### DOCUMENT TEXT
In response, LeDuc conceded that a lab accident was "certainly possible" and that the Chinese government is not trustworthy.

"I sent a rather detailed plan to investigate the possibility that the lab might have been the source of the outbreak to Zhiming Yuan early in the event, but never heard back from him," LeDuc wrote. "It's good that folks are pressing the issue, but we need to strike a balance such that we are not in an adversarial situation."

To which Russell replied, "I admire your desire to avoid an adversarial situation but the seem to be impossible with the Chinese communists."

LeDuc did not immediately respond to a request for comment.

More than a year later in June 2021, after the lab-leak hypothesis gained mainstream credibility after being attacked by Fauci and others as a "conspiracy theory," LeDuc gave another interview to the Daily News saying there was no new scientific evidence that changed his opinion on the origins of the virus.

“I’m not aware of anything new,” he told the paper. "That’s the same answer I would have given you six months ago.”

Nevertheless, LeDuc called on governments and scientists to continue investigations into the origins of the pandemic.

“I think we need to keep looking at the facts, follow the science and keep pushing to identify it,” he said.

He identified reports that three Wuhan researchers were hospitalized with symptoms consistent with COVID-19 in November 2019 as one of many reasons to investigate, but expressed doubt that the sick lab workers were significant.

“The fact that three people went to the hospital or contracted a respiratory disease in respiratory disease season, it’s intriguing, but it’s certainly not a smoking gun,” he said.

"The challenge is going to be getting good transparency from the Chinese government,” he added.

Indeed, the Chinese government has stonewalled investigations into the origins of the COVID-19 pandemic. After one attempted investigation by the World Health Organization had its findings heavily criticized for placing too much trust in the words of Chinese officials, a second investigative team was commissioned to begin a renewed investigation into the origins of the virus.

However, some researchers are skeptical that the WHO can get China to cooperate, given that the communist government strongly denies that the coronavirus outbreak originated at the Wuhan Institute of Virology.

As LeDuc himself acknowledged, Chinese officials at the Wuhan lab had an opportunity to be transparent when he sent Dr. Yuan several important questions about the lab-leak theory they could have answered in February 2020. He never got an answer.

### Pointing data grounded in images
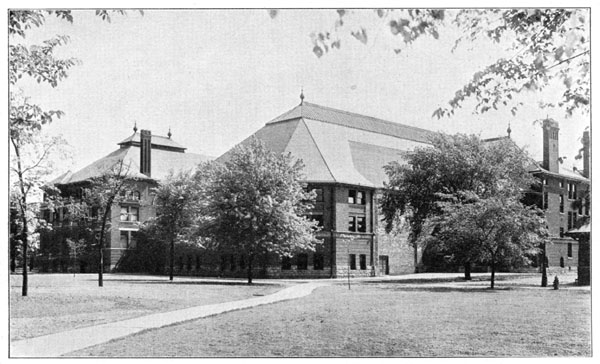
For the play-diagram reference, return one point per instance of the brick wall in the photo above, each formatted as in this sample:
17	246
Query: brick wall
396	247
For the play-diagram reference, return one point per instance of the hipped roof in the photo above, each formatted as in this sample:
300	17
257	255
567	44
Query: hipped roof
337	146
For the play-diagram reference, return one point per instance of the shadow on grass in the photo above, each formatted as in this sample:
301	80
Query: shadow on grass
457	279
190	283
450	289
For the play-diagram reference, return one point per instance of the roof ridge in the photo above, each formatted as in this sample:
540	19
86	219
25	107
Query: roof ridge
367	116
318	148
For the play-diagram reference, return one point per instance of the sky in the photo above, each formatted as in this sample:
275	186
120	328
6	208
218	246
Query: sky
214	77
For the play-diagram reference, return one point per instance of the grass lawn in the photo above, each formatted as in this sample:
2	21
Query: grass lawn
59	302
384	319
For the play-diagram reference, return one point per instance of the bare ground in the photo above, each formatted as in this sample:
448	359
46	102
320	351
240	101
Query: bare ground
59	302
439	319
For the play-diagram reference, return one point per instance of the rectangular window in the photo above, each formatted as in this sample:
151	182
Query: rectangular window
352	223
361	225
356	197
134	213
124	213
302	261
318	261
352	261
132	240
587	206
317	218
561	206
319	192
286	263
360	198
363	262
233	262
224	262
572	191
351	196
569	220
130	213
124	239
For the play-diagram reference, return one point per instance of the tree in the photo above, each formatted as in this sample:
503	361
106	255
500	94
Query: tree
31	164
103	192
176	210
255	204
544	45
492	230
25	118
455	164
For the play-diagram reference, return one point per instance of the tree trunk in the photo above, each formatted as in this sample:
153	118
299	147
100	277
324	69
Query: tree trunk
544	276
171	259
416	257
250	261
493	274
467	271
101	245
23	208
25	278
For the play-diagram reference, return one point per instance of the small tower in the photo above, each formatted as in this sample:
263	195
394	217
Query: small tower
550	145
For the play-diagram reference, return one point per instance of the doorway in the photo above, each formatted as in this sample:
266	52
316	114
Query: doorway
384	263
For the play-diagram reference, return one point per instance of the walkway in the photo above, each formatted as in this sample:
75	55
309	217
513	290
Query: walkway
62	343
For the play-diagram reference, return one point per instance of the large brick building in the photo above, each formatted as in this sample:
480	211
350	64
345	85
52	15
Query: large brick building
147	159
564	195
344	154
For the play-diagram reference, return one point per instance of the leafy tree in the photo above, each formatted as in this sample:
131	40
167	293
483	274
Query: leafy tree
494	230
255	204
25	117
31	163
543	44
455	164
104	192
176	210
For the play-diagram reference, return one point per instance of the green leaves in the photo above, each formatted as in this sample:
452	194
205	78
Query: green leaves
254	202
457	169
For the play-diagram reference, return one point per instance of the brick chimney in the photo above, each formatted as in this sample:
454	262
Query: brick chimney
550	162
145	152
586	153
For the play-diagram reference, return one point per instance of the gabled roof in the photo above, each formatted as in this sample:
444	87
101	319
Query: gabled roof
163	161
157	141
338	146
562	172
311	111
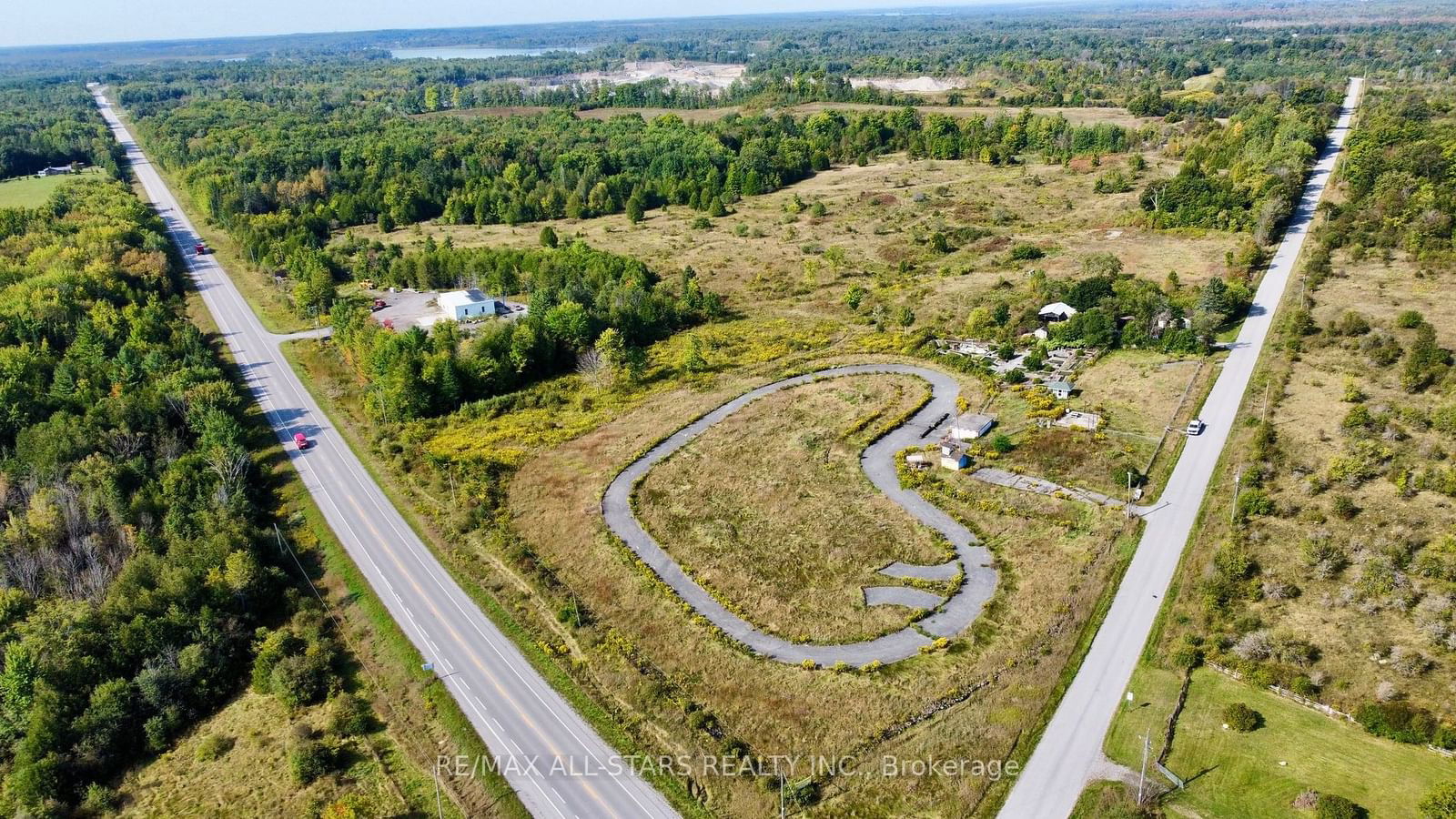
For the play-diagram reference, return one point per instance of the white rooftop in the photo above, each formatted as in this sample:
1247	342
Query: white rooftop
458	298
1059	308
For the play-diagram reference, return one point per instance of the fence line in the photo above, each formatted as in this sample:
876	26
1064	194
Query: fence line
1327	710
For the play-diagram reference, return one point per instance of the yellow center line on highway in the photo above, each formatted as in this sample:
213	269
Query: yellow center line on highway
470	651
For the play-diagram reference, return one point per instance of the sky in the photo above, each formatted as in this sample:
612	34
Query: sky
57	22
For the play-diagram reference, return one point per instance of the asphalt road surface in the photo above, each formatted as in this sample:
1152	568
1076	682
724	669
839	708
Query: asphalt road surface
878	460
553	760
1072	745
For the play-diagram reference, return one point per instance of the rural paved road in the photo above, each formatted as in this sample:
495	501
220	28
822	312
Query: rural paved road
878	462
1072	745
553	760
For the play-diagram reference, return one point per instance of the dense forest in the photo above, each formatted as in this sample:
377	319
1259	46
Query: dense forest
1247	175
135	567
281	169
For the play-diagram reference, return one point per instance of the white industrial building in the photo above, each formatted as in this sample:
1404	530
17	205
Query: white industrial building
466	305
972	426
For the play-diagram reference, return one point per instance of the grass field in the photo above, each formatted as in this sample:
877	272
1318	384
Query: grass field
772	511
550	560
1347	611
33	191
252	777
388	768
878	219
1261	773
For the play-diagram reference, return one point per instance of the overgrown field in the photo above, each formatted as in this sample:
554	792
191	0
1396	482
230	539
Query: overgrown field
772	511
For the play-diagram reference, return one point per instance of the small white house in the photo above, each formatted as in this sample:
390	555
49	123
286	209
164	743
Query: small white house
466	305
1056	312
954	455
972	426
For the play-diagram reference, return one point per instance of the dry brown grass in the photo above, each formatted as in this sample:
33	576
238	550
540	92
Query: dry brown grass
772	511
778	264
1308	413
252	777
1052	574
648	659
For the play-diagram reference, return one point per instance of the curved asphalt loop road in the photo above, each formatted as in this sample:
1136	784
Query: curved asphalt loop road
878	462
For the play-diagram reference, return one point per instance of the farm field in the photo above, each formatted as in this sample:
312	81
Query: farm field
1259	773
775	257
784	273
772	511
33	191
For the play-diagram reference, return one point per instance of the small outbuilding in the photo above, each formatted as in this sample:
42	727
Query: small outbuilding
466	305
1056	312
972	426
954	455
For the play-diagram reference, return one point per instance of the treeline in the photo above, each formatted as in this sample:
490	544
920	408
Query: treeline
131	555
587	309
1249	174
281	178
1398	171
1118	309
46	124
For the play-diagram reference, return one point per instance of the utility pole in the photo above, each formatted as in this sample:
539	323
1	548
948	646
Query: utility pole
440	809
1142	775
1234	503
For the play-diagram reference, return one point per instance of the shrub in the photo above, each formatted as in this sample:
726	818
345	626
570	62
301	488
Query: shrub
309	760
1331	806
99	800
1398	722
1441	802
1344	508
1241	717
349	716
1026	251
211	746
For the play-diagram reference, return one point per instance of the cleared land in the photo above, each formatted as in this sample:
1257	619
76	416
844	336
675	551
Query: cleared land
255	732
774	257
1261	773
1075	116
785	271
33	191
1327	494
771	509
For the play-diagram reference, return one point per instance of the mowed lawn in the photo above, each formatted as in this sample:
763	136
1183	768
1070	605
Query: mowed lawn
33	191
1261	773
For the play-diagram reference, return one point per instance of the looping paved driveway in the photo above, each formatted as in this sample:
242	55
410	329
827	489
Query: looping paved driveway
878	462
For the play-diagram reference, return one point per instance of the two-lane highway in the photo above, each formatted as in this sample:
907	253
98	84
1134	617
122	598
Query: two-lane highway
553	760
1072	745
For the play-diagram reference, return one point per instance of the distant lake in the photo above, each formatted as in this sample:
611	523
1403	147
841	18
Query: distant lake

--

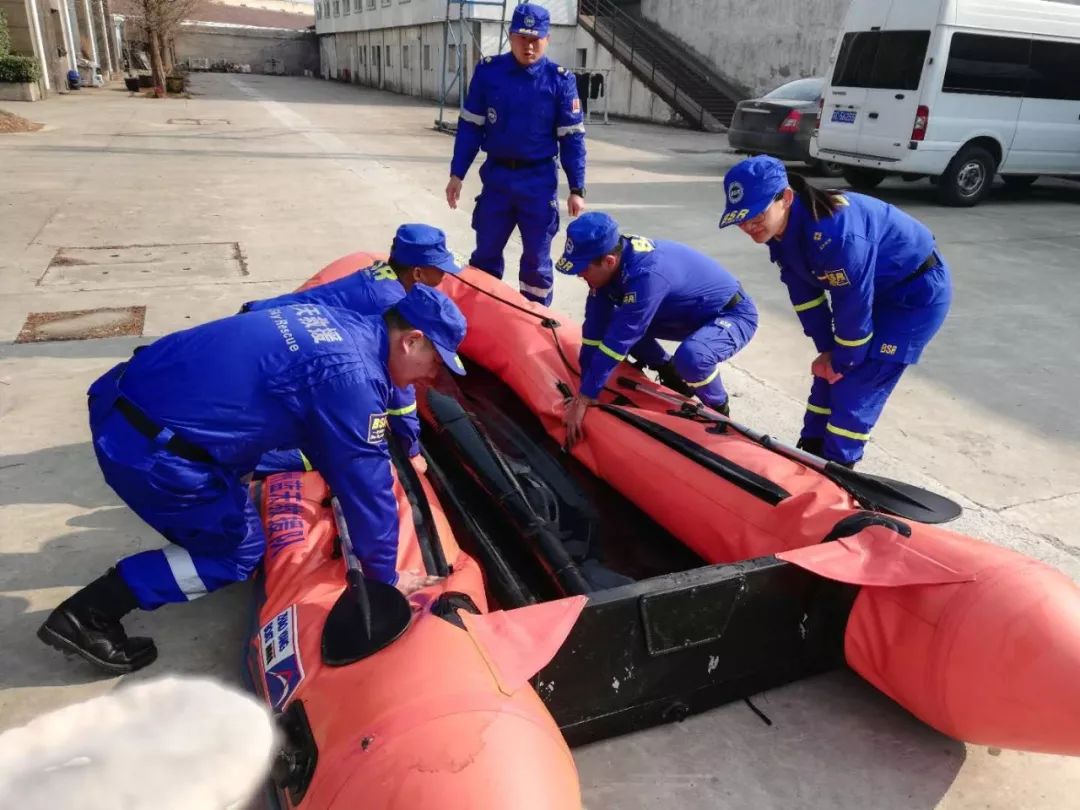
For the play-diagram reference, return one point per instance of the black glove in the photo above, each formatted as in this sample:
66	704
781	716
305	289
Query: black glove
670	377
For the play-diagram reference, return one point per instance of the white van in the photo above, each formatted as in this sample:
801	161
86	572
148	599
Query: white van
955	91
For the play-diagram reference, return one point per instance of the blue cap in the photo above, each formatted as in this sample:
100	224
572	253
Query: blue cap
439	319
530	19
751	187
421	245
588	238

### WHAT YOU HAVE TO DO
Answer these questions from the text about LeDuc and the lab-leak question.
1. To whom did LeDuc send a detailed plan to investigate whether the lab might have been the source of the outbreak?
2. In what month and year did LeDuc give another interview to the Daily News?
3. In what month and year were three Wuhan researchers reportedly hospitalized with symptoms consistent with COVID-19?
Rely only on the text to answer, not on the rows.

### RESPONSE TO THIS TASK
1. Zhiming Yuan
2. June 2021
3. November 2019